══ Article
There don't seem to be any calls to disable/enable_nonboot_cpus() on 
Arm. If we take x86 as an example, then they are called with all domains 
already paused, and I don't see how paused domains can issue hypercalls.

> 
> Best regards,
> Mykola

-- 
Mykyta
Re: [PATCH v3 0/5] Implement CPU hotplug on Arm
Posted by Mykola Kvach 3 months, 3 weeks ago
Hi Mykyta,

Thank you for your answers

On Mon, Oct 20, 2025 at 5:15 PM Mykyta Poturai <Mykyta_Poturai@epam.com> wrote:
>
> On 15.10.25 20:30, Mykola Kvach wrote:
> > Hi Mykyta,
> >
> > Thanks for the series.
> >
> > It seems there might be issues here -- please take a look and let me
> > know if my concerns are valid:
> >
> > 1. FF-A notification IRQ: after a CPU down->up cycle the IRQ
> > configuration may be lost.
>
> OPTEE and FFA are marked as unsupported.

Understood, thanks. Would it be worth documenting this?

>
> > 2. GICv3 LPIs: a CPU may fail to come back up unless its LPI pending
> > table exists (is allocated) on bring-up. See
> > gicv3_lpi_allocate_pendtable() and its call chain.
>
> ITS is marked as unsupported. I have a plan to deal with this, but it is
> out of scope of this series.

Thanks for the clarification. Should we document this somewhere?

>
> > 3. IRQ migration on CPU down: if an IRQ targets a CPU being offlined,
> > its affinity should be moved to an online CPU before completing the
> > offlining.
>
> All guest tied IRQ migration is handled by the scheduler. Regarding the
> irqs used by Xen, I didn't find any with affinity to other CPUs than CPU
> 0, which can't be disabled. I think theoretically it is possible for
> them to have different affinity, but it seems unlikely considering that
> x86 hotplug code also doesn't seem to do any Xen irq migration AFAIU.

What about arm_smmu_init_domain_context and its related call chains?
As far as I can see, some of these paths touch XEN_DOMCTL_* hypercalls,
and my understanding is they can be issued on any CPU. Should we add a
check that no enabled (e)SPIs owned by Xen are pinned to the offlining
CPU?

>
> > 4. Race between the new hypercalls and disable/enable_nonboot_cpus():
> > disable_nonboot_cpus is called, enable_nonboot_cpus() reads
> > frozen_cpus, and before it calls cpu_up() a hypercall onlines the CPU.
> > cpu_up() then fails as "already online", but the CPU_RESUME_FAILED
> > path may still run for an already-online CPU, risking use-after-free
> > of per-CPU state (e.g. via free_percpu_area()) and other issues
> > related to CPU_RESUME_FAILED notification.
════
══ Material provided
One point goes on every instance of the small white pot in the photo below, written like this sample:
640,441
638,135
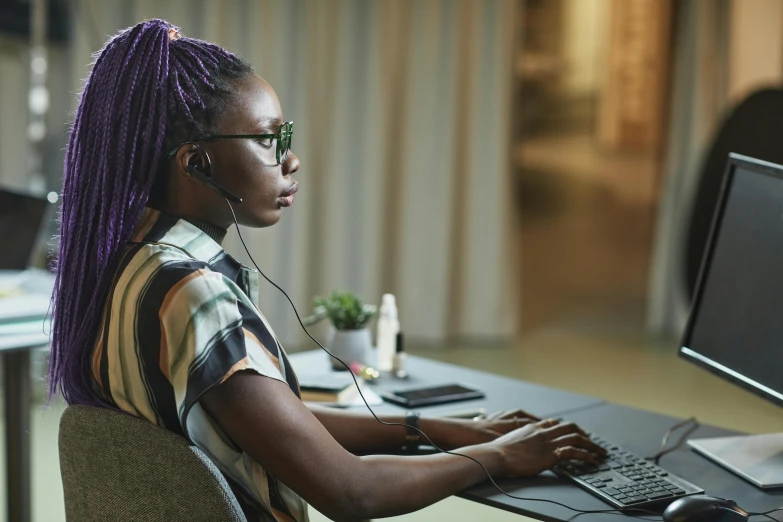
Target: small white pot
350,346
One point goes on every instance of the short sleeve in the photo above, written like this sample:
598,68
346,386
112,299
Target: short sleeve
208,331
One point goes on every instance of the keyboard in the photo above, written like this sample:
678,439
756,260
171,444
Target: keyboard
626,481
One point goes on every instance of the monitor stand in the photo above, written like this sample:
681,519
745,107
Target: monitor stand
756,458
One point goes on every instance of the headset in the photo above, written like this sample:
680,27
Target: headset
205,176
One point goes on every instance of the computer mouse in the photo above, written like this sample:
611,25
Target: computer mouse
703,508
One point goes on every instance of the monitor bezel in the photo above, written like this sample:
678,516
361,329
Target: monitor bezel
735,161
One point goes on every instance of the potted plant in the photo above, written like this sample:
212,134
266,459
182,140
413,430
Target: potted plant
349,338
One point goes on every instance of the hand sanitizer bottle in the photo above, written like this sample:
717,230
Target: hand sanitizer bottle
388,327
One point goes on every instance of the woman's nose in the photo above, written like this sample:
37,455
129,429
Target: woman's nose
291,164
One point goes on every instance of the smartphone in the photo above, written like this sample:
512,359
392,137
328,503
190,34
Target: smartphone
432,395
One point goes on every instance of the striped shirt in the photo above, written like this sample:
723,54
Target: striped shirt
182,316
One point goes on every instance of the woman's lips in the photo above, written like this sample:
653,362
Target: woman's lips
287,199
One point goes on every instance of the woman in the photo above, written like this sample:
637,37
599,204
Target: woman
153,318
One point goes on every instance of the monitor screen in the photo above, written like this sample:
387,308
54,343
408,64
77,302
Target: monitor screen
736,324
20,221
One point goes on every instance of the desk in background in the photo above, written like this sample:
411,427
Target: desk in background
636,430
21,329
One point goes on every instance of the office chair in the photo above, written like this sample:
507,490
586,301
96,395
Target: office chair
754,128
119,468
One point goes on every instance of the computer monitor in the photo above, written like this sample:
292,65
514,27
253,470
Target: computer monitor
21,217
735,328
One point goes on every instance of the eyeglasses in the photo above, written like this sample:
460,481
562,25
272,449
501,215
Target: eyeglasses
283,138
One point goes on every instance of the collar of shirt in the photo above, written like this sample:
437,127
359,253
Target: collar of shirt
158,227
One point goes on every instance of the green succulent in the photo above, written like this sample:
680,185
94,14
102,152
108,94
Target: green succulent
344,309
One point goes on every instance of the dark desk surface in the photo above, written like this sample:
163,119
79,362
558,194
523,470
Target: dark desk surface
502,393
636,430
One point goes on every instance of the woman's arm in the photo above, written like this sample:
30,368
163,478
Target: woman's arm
360,433
277,430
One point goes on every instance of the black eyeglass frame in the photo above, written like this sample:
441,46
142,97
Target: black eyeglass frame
283,136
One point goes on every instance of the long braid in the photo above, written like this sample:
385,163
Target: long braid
146,92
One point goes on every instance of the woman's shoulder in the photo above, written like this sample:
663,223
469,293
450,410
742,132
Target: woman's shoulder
161,269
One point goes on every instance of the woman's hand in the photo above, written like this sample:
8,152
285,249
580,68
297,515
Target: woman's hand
539,446
458,433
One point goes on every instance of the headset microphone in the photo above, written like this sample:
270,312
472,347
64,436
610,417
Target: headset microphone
205,175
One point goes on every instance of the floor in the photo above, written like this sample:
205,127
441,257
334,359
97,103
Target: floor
585,231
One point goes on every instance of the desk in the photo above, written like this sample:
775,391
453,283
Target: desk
636,430
22,329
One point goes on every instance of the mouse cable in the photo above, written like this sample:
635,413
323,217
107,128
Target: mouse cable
492,480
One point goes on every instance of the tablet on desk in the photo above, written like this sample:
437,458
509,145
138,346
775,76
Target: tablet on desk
432,395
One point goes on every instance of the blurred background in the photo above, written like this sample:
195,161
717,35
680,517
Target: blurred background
530,178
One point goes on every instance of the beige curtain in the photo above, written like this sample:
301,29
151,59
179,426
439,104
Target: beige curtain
699,100
401,111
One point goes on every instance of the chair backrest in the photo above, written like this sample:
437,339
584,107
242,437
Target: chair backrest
120,468
754,128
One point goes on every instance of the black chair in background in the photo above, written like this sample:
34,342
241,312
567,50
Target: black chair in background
754,128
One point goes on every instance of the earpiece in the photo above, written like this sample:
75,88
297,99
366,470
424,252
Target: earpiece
204,173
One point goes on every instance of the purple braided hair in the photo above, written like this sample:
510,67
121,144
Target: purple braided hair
148,90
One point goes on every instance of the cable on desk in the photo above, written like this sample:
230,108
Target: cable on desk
664,450
492,480
767,514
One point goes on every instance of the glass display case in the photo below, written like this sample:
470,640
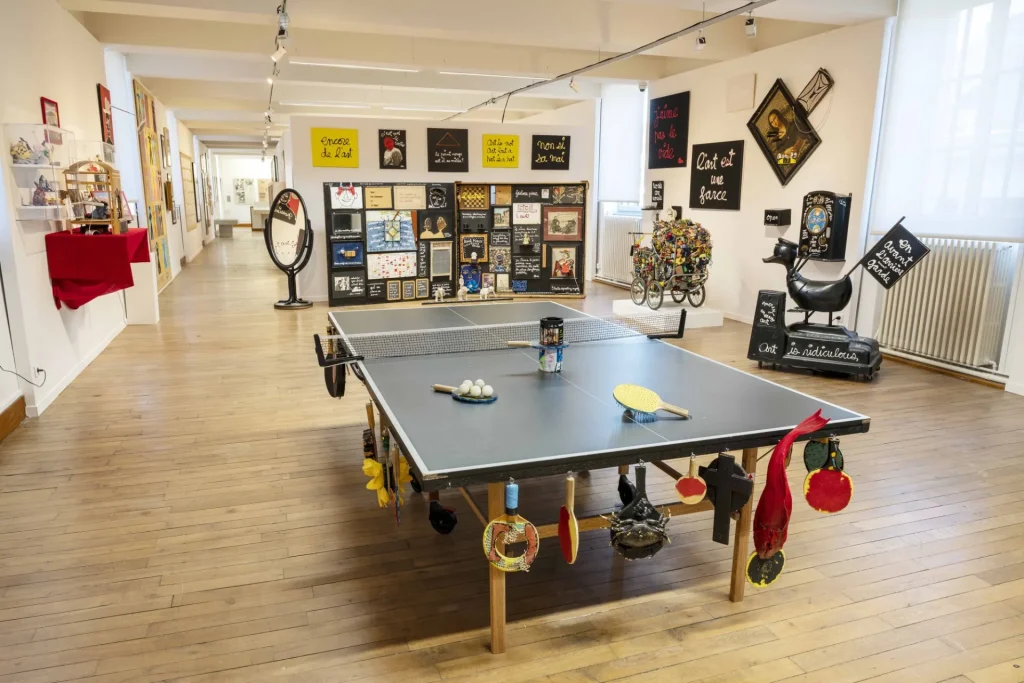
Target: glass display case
37,156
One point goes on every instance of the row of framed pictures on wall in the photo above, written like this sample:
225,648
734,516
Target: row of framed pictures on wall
390,242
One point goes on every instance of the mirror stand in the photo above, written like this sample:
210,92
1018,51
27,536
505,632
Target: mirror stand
293,301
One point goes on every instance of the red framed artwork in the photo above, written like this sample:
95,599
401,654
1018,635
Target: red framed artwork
105,114
51,114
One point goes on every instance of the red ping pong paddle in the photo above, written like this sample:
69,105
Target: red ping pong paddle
568,528
691,488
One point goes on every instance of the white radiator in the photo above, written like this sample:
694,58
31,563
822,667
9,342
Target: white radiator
614,240
952,307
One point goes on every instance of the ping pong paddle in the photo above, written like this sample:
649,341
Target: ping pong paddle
443,388
691,488
643,402
568,527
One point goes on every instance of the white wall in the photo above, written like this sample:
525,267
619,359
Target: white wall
845,121
309,181
67,71
230,167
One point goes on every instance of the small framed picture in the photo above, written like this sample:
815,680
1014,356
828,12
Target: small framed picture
562,223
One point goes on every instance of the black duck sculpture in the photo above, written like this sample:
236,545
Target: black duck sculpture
810,295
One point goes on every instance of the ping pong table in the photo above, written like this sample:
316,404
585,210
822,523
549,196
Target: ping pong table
545,424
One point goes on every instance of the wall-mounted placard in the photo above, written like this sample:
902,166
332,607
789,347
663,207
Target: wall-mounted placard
657,194
391,145
386,266
423,259
503,217
526,239
470,245
550,153
526,214
439,197
448,150
346,253
717,175
526,267
668,130
389,230
410,197
346,196
501,151
348,286
434,224
474,221
440,259
335,147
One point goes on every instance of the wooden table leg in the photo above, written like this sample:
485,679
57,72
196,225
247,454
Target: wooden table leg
739,551
496,508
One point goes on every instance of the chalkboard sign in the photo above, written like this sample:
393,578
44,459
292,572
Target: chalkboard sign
718,171
778,217
448,151
391,146
526,239
894,255
768,332
668,131
526,267
423,259
474,221
526,194
444,286
550,153
657,194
════
> **Written task 1**: Put the lines of the rows into a Markdown table with the columns "No." and "Line", numbering each line and leaving out blank lines. Begin at the line in the rows that has "One point goes on every instance of the wall-mounted" and stop after the last line of the rows.
> **Written task 2**: Continue the mailing-list thread about CPU hotplug on Arm from the point where it stops.

> **Output 1**:
| No. | Line |
|---|---|
| 1 | One point goes on every instance of the wall-mounted placard in the photo above, written like this sample: |
| 2 | 902,166 |
| 3 | 332,607 |
| 4 | 789,347 |
| 5 | 663,207 |
| 6 | Target: wall-mounted placard |
| 7 | 657,194 |
| 8 | 391,145 |
| 9 | 386,266 |
| 10 | 423,259 |
| 11 | 503,217 |
| 12 | 526,239 |
| 13 | 470,245 |
| 14 | 550,153 |
| 15 | 526,214 |
| 16 | 439,197 |
| 17 | 448,150 |
| 18 | 346,253 |
| 19 | 717,175 |
| 20 | 526,267 |
| 21 | 668,130 |
| 22 | 389,230 |
| 23 | 410,197 |
| 24 | 346,196 |
| 25 | 501,151 |
| 26 | 348,286 |
| 27 | 434,224 |
| 28 | 474,221 |
| 29 | 440,259 |
| 30 | 335,147 |
| 31 | One point goes on every instance of the wooden table leg in the photo above, written like this sample: |
| 32 | 485,679 |
| 33 | 57,72 |
| 34 | 196,225 |
| 35 | 247,454 |
| 36 | Target: wooden table leg |
| 37 | 739,551 |
| 38 | 496,508 |
| 39 | One point goes on every instance of the chalkboard sign in the photo above, written like this sample: |
| 40 | 393,578 |
| 41 | 44,459 |
| 42 | 292,572 |
| 43 | Target: chalkboard sign |
| 44 | 718,171 |
| 45 | 778,217 |
| 46 | 448,151 |
| 47 | 391,146 |
| 48 | 526,239 |
| 49 | 894,255 |
| 50 | 768,332 |
| 51 | 668,131 |
| 52 | 526,267 |
| 53 | 423,259 |
| 54 | 474,221 |
| 55 | 526,194 |
| 56 | 444,286 |
| 57 | 550,153 |
| 58 | 657,194 |

> **Output 2**:
> >
>
> There don't seem to be any calls to disable/enable_nonboot_cpus() on
> Arm. If we take x86 as an example, then they are called with all domains
> already paused, and I don't see how paused domains can issue hypercalls.

Agreed; this looks even less likely given that disable_* runs on CPU0 and
your new hypercalls execute on CPU0. The only plausible issue would be a
contrived case where code disables non-boot CPUs from CPU0 but enables them
from another CPU woken by a hypercall. That seems unrealistic.

>
> >
> > Best regards,
> > Mykola
>
> --
> Mykyta

Best regards,
Mykola
Re: [PATCH v3 0/5] Implement CPU hotplug on Arm
Posted by Julien Grall 3 months ago
Hi,

On 20/10/2025 19:00, Mykola Kvach wrote:
> Thank you for your answers
> 
> On Mon, Oct 20, 2025 at 5:15 PM Mykyta Poturai <Mykyta_Poturai@epam.com> wrote:
>>
>> On 15.10.25 20:30, Mykola Kvach wrote:
>>> Hi Mykyta,
>>>
>>> Thanks for the series.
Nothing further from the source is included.